• _Set task_
Write out all of the data exactly as it appears.

___

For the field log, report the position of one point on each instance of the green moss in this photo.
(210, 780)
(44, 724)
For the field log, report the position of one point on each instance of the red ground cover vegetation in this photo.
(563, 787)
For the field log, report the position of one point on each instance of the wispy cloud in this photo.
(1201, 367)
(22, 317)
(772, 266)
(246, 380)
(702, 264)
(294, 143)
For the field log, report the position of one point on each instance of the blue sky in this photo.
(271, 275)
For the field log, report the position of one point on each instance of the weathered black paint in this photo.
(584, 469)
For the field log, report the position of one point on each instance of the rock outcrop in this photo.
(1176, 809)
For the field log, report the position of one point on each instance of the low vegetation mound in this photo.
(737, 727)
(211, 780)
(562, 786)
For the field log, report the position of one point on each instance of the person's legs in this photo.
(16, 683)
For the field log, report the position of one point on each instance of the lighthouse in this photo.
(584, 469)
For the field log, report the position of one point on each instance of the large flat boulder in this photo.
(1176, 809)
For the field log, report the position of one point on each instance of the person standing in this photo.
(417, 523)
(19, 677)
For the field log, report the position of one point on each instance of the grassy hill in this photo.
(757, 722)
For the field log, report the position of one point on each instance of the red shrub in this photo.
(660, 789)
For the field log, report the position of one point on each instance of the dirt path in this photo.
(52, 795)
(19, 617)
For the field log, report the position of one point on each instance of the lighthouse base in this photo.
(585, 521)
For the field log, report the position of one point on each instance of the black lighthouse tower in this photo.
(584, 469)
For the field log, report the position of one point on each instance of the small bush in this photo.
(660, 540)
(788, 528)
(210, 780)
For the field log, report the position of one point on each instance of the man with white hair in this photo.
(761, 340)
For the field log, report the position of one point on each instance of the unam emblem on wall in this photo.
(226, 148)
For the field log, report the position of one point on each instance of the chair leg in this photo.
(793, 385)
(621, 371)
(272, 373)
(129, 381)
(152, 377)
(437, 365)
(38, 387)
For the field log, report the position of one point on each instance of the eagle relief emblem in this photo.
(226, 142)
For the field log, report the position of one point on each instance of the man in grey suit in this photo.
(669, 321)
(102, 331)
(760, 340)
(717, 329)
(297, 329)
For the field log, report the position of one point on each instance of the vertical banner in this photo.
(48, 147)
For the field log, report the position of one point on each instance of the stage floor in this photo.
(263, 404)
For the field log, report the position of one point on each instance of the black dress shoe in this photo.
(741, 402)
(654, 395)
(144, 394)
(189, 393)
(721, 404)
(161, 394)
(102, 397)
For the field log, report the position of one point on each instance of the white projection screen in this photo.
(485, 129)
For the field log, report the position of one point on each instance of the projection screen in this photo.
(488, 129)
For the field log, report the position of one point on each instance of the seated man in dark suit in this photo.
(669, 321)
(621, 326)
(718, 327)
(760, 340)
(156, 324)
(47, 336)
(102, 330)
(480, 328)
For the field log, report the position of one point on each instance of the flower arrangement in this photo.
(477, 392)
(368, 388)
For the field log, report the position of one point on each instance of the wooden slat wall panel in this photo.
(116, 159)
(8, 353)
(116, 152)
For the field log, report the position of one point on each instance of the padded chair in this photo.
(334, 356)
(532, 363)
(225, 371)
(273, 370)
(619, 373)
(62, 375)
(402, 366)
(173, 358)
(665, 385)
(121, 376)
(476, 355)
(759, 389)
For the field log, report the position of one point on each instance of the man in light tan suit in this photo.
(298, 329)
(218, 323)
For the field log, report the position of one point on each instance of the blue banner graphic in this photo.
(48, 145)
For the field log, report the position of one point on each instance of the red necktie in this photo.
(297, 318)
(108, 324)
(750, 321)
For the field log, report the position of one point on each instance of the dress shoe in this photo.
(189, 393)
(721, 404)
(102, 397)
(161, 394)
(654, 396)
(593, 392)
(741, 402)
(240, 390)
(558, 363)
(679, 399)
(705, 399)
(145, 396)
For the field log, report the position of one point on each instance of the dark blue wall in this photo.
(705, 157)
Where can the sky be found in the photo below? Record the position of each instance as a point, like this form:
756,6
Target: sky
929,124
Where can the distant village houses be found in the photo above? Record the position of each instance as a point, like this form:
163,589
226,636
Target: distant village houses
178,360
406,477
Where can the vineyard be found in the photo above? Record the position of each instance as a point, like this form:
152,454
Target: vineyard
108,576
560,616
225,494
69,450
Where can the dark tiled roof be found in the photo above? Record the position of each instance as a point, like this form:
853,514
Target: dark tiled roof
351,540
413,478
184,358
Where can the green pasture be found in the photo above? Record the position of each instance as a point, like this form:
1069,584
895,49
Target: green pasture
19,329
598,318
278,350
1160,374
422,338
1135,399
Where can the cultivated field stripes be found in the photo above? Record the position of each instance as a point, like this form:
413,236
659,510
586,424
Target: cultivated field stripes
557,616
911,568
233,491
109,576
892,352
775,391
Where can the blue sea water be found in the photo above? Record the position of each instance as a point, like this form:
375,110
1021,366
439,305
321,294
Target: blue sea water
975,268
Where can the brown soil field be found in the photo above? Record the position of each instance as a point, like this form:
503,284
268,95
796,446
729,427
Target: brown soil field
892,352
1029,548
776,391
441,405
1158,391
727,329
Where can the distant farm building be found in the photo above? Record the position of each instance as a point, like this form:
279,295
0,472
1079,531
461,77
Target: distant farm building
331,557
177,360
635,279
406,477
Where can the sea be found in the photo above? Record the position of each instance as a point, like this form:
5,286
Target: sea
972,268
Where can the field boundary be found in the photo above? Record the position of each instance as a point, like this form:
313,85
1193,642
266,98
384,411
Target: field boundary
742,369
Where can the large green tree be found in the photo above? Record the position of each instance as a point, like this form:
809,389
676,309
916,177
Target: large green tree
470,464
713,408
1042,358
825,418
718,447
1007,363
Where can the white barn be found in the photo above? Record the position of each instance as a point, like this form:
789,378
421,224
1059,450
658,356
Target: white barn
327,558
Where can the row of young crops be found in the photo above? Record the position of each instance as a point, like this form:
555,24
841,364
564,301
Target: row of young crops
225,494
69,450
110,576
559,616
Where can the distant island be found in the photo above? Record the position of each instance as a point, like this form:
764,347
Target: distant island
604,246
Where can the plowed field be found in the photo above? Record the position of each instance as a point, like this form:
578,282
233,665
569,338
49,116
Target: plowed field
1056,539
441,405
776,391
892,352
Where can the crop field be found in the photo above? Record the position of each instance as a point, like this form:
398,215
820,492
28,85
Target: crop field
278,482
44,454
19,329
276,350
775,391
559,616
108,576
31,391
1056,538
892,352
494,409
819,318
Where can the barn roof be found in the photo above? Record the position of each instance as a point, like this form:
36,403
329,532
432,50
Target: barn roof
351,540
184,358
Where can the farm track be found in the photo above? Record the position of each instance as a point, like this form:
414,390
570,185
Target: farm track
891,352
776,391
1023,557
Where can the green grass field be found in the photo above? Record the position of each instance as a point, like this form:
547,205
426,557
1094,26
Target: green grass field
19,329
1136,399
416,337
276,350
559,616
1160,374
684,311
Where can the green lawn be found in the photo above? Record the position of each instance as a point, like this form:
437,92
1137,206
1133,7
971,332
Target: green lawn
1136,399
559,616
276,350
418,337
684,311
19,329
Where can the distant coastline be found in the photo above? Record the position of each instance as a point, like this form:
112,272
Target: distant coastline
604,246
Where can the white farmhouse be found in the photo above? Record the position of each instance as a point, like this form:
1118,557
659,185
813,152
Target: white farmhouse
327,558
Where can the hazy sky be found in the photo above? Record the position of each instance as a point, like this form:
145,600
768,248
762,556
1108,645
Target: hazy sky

___

• _Answer_
For the field log, report the position of one point on each instance of the green moss in this photo.
(210, 780)
(44, 724)
For the field log, report the position of one point on each instance of the red ground cover vegetation in this photo.
(563, 787)
For the field log, report the position of one point on each instance of the wispy cloud in this photo.
(1201, 367)
(22, 317)
(772, 266)
(246, 380)
(702, 264)
(294, 143)
For the field log, report the position of one point on each instance of the blue sky in this photo.
(271, 275)
For the field log, report the position of one point on each instance of the weathered black paint in this photo.
(584, 469)
For the field log, report the position of one point on each instance of the rock outcrop in this photo.
(1176, 809)
For the field log, report the position of one point on each instance of the low vegetation mound in this photo.
(737, 727)
(211, 780)
(562, 786)
For the field log, report the position of one point on each instance of the person's legs in this photo.
(16, 683)
For the field log, report the position of one point on each instance of the lighthouse in this photo.
(584, 469)
For the field log, report the position of one point on each instance of the large flat boulder in this photo.
(1176, 809)
For the field log, report the position of one point on each instance of the person standing in this photo.
(417, 523)
(19, 677)
For the field log, report the position of one point on each instance of the grassy hill in this photo.
(757, 722)
For the field log, report the position of one point on each instance of the red shrub in this photo.
(660, 789)
For the field log, report the position of one point on each instance of the dirt path in this photo.
(52, 795)
(19, 617)
For the field log, report the position of one point on each instance of the lighthouse base in this photo.
(585, 521)
For the field log, report the position of one point on each instance of the black lighthouse tower in this photo.
(584, 469)
For the field log, report the position of one point on each instance of the small bush in this photo.
(660, 540)
(788, 528)
(210, 780)
For the field log, report the position of one point on each instance of the man with white hair in this photo.
(761, 340)
For the field log, report the position of one point on each instance of the unam emblem on wall in this photo.
(226, 148)
For the field log, report the position of one point on each instance of the chair leg in this photo.
(793, 385)
(621, 371)
(272, 373)
(129, 381)
(152, 377)
(437, 365)
(38, 387)
For the field log, report the position of one point on each instance of the eagle relief emblem in this photo.
(226, 142)
For the field log, report the position of one point on each instance of the man in grey suit in this photo.
(669, 321)
(102, 331)
(760, 340)
(717, 329)
(297, 329)
For the field log, report the position of one point on each instance of the vertical banner in this photo.
(48, 147)
For the field log, report the position of one point on each instance of the stage floor in this photo.
(263, 404)
For the field log, report the position of one point on each instance of the black dress shoe in this photo.
(741, 402)
(654, 395)
(144, 394)
(189, 393)
(721, 404)
(161, 394)
(102, 397)
For the field log, report the position of one point on each instance of the white projection screen in this photo.
(485, 129)
For the field log, report the position of one point on each instance of the projection screen in this photo.
(488, 129)
For the field log, report the position of one point on each instance of the seated man in dark suit in this photo.
(669, 321)
(621, 326)
(718, 327)
(760, 340)
(156, 324)
(47, 336)
(102, 330)
(480, 328)
For the field log, report the position of one point on each instance of the flower arrangement in this photo.
(477, 392)
(368, 388)
For the field log, report the position of one point on each instance of the wooden slat wall panel in this photo.
(116, 159)
(8, 353)
(116, 152)
For the field log, report the position of one point on each instance of the padded chair in this photo.
(334, 356)
(532, 363)
(225, 371)
(273, 370)
(619, 373)
(62, 375)
(402, 366)
(173, 358)
(665, 385)
(121, 376)
(476, 355)
(759, 389)
For the field log, report the position of one point on each instance of the man in light tan suit in this photo.
(298, 329)
(218, 323)
For the field log, report the position of one point on each instance of the blue banner graphic in this photo.
(48, 145)
For the field log, report the position of one point on each instance of the red necktie in this photo.
(297, 318)
(108, 324)
(750, 321)
For the field log, report the position of one point on each instance of the dress shoe in this photo.
(189, 393)
(721, 404)
(102, 397)
(161, 394)
(654, 396)
(593, 392)
(741, 402)
(240, 390)
(558, 363)
(679, 399)
(705, 399)
(145, 396)
For the field log, report the position of one point on each instance of the dark blue wall in this photo.
(705, 157)
Where can the sky be found in the photo below? Record the position of each instance as a point, like this form:
756,6
Target: sky
929,124
Where can the distant village houses be found in the photo above? Record the position of each instance as a point, like this form:
163,589
226,636
Target: distant village houses
178,360
406,477
Where can the vineyard be found in the photo above? Record the position of each instance as a point, like this form:
152,454
Target: vineyard
108,576
560,616
225,494
69,450
Where can the dark tiled roof be found in the photo above? Record the position of each instance as a point, like this form:
853,514
Target: dark tiled roof
351,540
413,478
184,358
Where can the green pasture be found in the photo above? Record the position of each instance as a point, like this form:
1069,584
895,49
Target: green pasture
19,329
598,318
278,350
1160,374
422,338
1135,399
Where can the cultivated field stripes be found in the photo above? Record the position of each instance as a point, like this form:
413,236
659,510
586,424
Target: cultivated field stripes
557,616
911,568
233,491
109,576
892,352
775,391
Where can the blue sea water be found in the photo above? Record the position of each instance as a point, like this form:
375,110
1021,366
439,305
321,294
Target: blue sea water
975,268
Where can the brown soil field be found in the photo above? Record the position of each instance as a point, like this form:
503,284
268,95
796,446
729,427
Target: brown soil field
892,352
1029,548
776,391
441,405
1158,391
727,329
Where can the distant farm building be found in the photo above? Record the position of each instance as a point, like this form:
279,295
0,472
1079,531
461,77
Target: distant farm building
331,557
177,360
635,279
406,477
Where can the sea be found in the photo above? Record the position of each instance as a point, like this form:
5,286
Target: sea
972,268
Where can the field boundary be found in the photo above? Record the position of each instance as a point, like this form:
313,85
1193,642
266,98
384,411
Target: field boundary
742,369
Where can the large green tree be found in the photo above? Record the position of each instance as a point, like this form:
809,389
676,309
916,177
Target: large green tree
470,464
713,408
1042,358
825,418
718,447
1007,363
Where can the white barn be found in the photo above? Record the position of each instance as a point, like this form:
789,378
421,224
1059,450
658,356
Target: white barn
327,558
Where can the row of young crops be found in the photo above? Record the position of each instance as a point, like this form:
555,24
841,364
564,301
Target: row of young crops
225,494
69,450
110,576
559,616
Where can the distant island be found in the photo above? Record the position of each instance as a point, like this form:
764,347
Target: distant island
604,246
Where can the plowed field be found in the photo above? Record the position of each instance as a point, like this form:
578,282
233,665
569,338
49,116
Target: plowed field
1056,539
441,405
776,391
892,352
Where can the crop field be found in the photo above? Record the position of each instance as a point, like this form:
398,215
820,492
28,85
Target: crop field
278,482
44,454
19,329
276,350
775,391
559,616
108,576
31,391
1056,538
892,352
494,409
819,318
Where can the barn roof be found in the photo above? Record the position of each instance as a point, like this form:
36,403
329,532
432,50
Target: barn roof
351,540
184,358
Where can the farm track be found in the photo above? Record the position of each instance as a point, like this form:
414,390
570,185
Target: farm track
891,352
776,391
1023,557
Where can the green grass field be found in the photo above? Record the position of each instance as a point, like this form:
547,205
426,557
1094,26
Target: green grass field
19,329
1136,399
416,337
276,350
559,616
1160,374
684,311
Where can the green lawn be found in the photo above? Record the position of each instance as a point, like this form:
437,92
1137,206
1133,7
971,332
Target: green lawn
1136,399
559,616
276,350
418,337
684,311
19,329
Where can the distant coastline be found in the photo above? Record the position of each instance as a point, like this form:
112,272
Target: distant coastline
604,246
Where can the white farmhouse be found in the photo above? Record the position of each instance as a point, like this form:
1118,557
659,185
813,152
Target: white farmhouse
327,558
Where can the hazy sky be found in the photo above? Record the position of each instance as a point, like this form:
145,600
768,248
762,556
1108,645
Target: hazy sky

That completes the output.